= Document text =
From: Alexander Malmberg
Subject: Re: test driven development for GNUstep
Date: Tue, 10 Feb 2004 02:17:04 +0100

Richard Frith-Macdonald wrote:
> On 6 Feb 2004, at 16:15, Alexander Malmberg wrote:
> > Adam Fedor wrote:
> >>> Just loose thoughts but ...
> >>> We *could* go down the route of writing each testcase as a small ObjC
> >>> code fragment ... then we
> >>> wouldn't really need a test framework at all ... just a makefile and
> >>> the test code.
> >>
> >> I was actually just looking at how gcc does their tests and it appears
> >> that in Objective-C, they essentially do this and just use DejaGNU to
> >> compile and run the programs (and perhaps format the output?). We
> >> might
> >> as well write our own simple framwork to do that if that's the route
> >> we
> >> want to go, though.
> >
> > Which is basically what I've been toying with. I've released a basic
> > version at:
> >
> > http://w1.423.telia.com/~u42308495/alex/AlexsGNUstepTests-0.1.tar.gz
> 
> Pretty much exactly what I was looking for.
> 
> I'd ideally like such a framework to be part of the GNUstep-make
> package so all developers

By developers, do you mean all developers working on GNUstep, or all
developers using GNUstep?

> would automatically have it available
> (with the actual library specific testcases bundled with the libraries).

I think I prefer a standalone core/tests/. While the framework is nice
and small now, a "testing backend" and support for generating event
sequences and doing matching on the rendering output will take a fair
bit of code, and that wouldn't belong in -make. Also, I already have
testing code that's needed for both -base and -gui (NSCoding tests, some
class cluster tests that have concrete implementations in both -base and
-gui), and that doesn't belong in -make, either.

> I think it would be nicer if it had more sophisticated make-based
> dependency checking so that it could build the binaries and keep
> them around for the next testrun rather then rebuilding each test
> from scratch each time round ... but that's just a performance/usability
> issue, the system seems quite functional as it is now.  I think you
> already have ideas along those lines anyway.

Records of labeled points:
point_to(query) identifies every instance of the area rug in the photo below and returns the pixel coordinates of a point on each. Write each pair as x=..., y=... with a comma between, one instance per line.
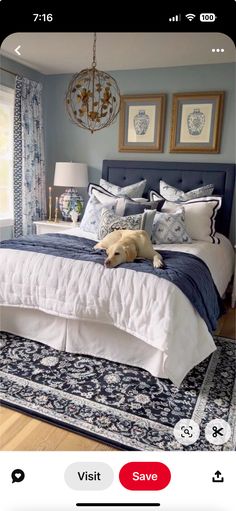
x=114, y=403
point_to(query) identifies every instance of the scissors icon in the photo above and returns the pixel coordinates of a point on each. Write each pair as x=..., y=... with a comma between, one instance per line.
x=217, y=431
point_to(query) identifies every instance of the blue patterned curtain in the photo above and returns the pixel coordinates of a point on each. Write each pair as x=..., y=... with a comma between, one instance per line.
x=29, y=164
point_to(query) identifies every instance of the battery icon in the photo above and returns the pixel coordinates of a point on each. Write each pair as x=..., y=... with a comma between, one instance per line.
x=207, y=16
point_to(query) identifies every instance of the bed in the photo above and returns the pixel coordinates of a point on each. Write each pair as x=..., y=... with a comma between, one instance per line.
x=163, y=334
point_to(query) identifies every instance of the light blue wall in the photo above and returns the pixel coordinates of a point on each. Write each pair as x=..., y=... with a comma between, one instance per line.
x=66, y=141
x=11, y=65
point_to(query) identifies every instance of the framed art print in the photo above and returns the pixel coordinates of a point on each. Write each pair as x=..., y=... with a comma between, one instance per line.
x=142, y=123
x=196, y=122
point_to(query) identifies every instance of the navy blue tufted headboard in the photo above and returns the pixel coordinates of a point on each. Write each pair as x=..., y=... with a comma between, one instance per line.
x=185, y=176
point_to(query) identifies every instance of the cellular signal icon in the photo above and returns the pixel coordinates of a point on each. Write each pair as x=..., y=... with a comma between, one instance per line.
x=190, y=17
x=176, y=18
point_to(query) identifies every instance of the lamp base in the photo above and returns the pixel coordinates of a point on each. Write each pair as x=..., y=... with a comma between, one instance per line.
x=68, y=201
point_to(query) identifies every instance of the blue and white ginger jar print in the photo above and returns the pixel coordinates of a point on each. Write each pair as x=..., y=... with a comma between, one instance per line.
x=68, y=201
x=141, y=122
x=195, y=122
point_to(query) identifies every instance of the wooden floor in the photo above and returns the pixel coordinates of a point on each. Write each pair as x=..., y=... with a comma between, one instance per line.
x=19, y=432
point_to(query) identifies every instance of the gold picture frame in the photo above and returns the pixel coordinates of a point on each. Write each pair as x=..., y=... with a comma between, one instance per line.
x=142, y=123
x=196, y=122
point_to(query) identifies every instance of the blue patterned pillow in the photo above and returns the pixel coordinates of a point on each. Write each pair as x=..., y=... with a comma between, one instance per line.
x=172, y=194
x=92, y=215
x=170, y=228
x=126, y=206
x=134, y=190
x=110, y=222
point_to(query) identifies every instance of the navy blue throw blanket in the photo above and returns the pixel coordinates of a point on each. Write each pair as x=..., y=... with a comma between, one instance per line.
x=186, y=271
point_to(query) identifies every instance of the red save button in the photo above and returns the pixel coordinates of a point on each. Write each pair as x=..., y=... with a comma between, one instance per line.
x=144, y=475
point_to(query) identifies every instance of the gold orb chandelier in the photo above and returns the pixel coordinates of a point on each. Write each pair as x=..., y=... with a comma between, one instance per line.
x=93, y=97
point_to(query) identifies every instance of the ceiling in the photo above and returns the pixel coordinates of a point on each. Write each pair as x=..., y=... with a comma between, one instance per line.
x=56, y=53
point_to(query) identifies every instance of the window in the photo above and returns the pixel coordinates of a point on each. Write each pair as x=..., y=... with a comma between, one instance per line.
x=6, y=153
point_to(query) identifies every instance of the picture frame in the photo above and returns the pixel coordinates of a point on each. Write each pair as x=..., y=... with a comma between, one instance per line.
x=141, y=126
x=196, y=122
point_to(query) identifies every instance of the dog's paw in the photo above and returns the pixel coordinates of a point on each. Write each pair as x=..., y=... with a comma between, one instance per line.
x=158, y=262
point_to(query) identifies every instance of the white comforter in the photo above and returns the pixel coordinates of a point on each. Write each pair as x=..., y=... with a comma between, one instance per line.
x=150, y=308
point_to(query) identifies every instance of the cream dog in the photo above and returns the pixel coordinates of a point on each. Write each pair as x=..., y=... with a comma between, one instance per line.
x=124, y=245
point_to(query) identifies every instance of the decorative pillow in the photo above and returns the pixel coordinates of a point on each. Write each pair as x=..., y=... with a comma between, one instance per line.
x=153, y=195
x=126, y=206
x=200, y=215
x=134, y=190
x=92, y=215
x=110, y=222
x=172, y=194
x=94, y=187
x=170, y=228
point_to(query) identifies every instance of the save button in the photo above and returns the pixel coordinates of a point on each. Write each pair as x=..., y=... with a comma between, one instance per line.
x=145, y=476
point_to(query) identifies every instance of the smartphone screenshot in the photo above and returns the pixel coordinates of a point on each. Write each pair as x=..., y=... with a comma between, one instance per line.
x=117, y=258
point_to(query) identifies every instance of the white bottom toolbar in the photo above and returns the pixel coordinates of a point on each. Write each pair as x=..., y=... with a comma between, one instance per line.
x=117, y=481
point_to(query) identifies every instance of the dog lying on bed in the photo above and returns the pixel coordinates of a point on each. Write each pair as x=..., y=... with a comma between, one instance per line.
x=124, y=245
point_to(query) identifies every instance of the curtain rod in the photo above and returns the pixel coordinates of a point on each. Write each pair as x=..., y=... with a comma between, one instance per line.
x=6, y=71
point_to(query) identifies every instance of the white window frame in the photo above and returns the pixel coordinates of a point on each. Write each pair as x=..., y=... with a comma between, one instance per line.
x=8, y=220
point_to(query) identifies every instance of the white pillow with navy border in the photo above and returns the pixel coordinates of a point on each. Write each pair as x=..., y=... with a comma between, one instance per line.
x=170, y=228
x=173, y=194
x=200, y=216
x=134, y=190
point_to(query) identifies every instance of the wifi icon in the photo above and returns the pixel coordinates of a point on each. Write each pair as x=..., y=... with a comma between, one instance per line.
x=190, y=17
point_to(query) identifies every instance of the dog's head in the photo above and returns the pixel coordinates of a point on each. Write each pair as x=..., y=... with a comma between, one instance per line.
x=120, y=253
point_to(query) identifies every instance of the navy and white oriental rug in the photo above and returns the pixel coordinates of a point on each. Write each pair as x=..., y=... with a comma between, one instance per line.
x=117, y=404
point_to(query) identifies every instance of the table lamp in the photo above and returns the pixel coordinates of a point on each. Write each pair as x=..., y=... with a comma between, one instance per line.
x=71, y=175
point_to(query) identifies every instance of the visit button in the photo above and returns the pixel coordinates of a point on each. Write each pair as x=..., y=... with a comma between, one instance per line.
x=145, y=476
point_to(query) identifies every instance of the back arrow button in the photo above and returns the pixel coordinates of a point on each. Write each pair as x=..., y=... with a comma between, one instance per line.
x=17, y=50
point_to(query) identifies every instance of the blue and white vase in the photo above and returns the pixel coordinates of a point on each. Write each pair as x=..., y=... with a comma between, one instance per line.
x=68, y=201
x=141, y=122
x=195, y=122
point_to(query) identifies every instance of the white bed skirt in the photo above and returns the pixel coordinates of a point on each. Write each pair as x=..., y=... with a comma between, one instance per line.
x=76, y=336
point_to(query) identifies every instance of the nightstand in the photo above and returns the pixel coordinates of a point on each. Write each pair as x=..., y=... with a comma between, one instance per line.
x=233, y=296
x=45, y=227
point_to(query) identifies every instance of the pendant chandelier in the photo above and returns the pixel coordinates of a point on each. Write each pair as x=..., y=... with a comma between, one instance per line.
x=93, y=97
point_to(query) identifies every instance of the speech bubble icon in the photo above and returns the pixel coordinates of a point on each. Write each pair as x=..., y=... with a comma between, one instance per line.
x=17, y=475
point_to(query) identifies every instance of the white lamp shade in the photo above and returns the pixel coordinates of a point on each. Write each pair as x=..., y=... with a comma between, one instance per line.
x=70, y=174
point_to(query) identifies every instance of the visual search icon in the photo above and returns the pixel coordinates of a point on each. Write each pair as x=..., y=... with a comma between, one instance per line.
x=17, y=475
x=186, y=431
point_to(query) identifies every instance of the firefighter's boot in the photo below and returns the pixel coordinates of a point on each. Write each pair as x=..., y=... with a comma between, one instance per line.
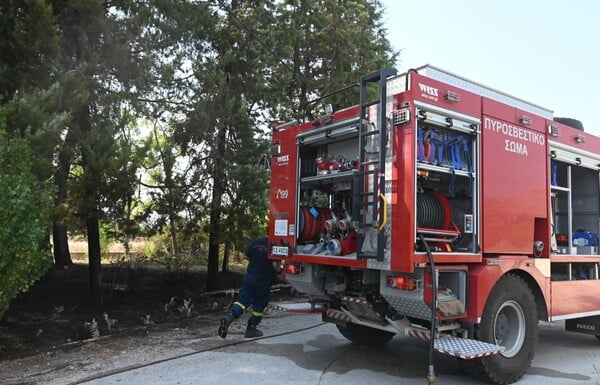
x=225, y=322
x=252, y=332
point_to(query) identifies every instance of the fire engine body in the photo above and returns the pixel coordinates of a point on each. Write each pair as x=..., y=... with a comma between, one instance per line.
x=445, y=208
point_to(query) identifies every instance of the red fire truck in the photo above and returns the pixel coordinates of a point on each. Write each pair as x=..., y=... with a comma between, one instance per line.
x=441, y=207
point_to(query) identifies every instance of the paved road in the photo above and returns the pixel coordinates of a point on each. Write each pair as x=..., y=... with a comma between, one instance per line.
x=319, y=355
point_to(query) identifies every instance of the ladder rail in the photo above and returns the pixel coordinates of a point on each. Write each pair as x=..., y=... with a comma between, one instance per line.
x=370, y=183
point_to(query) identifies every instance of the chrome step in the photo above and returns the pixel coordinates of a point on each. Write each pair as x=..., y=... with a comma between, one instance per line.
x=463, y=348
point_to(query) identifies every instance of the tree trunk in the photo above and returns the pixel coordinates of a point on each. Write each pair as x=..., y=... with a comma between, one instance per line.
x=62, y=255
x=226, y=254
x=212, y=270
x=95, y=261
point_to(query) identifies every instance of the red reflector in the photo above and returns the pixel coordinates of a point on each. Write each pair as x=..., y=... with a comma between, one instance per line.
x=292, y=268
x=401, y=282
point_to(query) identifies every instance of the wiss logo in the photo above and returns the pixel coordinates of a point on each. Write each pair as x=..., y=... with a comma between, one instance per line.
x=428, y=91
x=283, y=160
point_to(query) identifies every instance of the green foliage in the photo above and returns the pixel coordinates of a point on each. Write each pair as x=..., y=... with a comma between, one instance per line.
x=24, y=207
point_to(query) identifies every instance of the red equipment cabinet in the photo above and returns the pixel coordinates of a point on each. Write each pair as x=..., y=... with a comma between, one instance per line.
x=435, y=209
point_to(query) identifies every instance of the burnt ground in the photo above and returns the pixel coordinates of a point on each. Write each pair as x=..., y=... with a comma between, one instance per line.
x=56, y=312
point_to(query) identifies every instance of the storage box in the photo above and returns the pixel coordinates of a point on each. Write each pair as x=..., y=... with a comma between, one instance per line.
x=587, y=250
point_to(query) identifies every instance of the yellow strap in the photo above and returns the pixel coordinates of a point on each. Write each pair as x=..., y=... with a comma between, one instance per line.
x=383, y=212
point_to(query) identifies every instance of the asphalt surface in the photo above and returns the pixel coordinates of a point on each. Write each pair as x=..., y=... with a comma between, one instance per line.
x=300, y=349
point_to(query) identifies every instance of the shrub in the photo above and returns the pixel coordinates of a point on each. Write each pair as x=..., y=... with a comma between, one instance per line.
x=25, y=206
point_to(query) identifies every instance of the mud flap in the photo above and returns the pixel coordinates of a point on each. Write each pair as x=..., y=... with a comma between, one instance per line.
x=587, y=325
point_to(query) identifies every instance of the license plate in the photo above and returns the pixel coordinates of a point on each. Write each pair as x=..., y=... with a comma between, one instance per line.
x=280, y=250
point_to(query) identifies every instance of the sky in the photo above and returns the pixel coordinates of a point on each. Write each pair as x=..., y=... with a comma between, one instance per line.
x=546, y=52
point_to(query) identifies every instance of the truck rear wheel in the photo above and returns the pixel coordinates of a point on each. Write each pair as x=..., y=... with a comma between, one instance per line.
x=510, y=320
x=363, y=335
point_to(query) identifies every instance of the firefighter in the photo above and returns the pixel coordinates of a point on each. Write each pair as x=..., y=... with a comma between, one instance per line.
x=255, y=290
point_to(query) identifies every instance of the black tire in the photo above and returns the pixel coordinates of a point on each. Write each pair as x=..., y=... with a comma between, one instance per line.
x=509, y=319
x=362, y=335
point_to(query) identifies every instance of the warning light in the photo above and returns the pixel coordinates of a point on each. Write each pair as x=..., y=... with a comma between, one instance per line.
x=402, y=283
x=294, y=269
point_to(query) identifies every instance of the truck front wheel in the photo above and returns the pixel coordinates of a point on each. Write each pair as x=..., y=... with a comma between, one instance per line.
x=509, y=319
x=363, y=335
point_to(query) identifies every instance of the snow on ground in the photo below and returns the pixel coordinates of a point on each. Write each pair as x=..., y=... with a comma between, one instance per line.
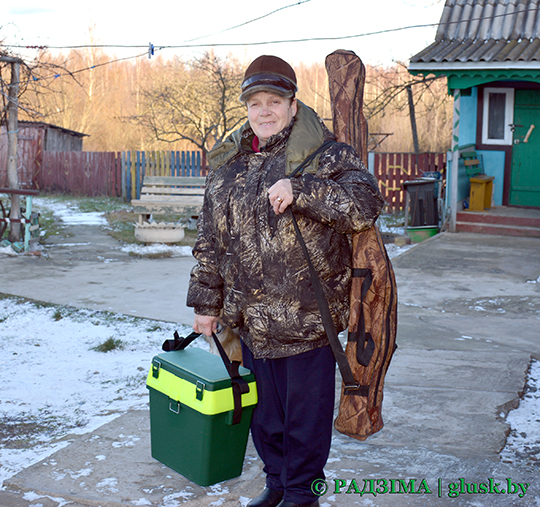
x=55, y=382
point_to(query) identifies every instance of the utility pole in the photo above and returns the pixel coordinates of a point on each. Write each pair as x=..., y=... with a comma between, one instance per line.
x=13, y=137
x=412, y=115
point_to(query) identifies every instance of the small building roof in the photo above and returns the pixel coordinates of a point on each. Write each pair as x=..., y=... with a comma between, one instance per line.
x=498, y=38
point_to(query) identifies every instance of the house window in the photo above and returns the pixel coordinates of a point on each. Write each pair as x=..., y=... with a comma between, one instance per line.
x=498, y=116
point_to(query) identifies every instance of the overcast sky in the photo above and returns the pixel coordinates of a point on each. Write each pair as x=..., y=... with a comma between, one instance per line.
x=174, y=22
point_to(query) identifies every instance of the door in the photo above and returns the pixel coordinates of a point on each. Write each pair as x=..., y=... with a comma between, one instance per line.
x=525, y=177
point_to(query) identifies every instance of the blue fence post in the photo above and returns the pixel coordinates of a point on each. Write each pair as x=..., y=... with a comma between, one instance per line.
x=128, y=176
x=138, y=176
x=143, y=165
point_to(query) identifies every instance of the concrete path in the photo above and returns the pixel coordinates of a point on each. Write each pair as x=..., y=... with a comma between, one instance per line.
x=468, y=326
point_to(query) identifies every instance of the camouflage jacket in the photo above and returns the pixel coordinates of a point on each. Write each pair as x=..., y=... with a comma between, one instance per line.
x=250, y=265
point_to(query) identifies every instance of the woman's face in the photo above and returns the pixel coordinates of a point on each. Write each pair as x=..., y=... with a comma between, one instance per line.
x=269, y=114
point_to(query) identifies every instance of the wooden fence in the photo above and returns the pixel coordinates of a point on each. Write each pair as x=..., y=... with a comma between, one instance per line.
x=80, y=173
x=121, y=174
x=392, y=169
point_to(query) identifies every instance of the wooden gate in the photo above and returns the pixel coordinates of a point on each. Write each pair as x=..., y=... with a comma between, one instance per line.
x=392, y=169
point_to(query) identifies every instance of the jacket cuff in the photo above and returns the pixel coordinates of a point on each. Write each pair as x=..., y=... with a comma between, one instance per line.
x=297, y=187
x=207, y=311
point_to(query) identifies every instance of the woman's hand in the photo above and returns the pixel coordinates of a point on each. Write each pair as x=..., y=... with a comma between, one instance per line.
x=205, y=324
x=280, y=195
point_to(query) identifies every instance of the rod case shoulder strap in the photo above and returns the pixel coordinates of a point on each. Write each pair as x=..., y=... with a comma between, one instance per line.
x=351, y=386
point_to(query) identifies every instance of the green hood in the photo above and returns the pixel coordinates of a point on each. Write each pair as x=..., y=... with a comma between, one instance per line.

= Your tasks =
- a) Extract the passage of the email on GNUstep testing from "By developers, do" up to and including "in -make, either.".
- b) In the email on GNUstep testing, what does Alexander Malmberg say he prefers instead of making the framework part of the GNUstep-make package?

= Responses in order =
- a)
By developers, do you mean all developers working on GNUstep, or all
developers using GNUstep?

> would automatically have it available
> (with the actual library specific testcases bundled with the libraries).

I think I prefer a standalone core/tests/. While the framework is nice
and small now, a "testing backend" and support for generating event
sequences and doing matching on the rendering output will take a fair
bit of code, and that wouldn't belong in -make. Also, I already have
testing code that's needed for both -base and -gui (NSCoding tests, some
class cluster tests that have concrete implementations in both -base and
-gui), and that doesn't belong in -make, either.

- b) A standalone core/tests/.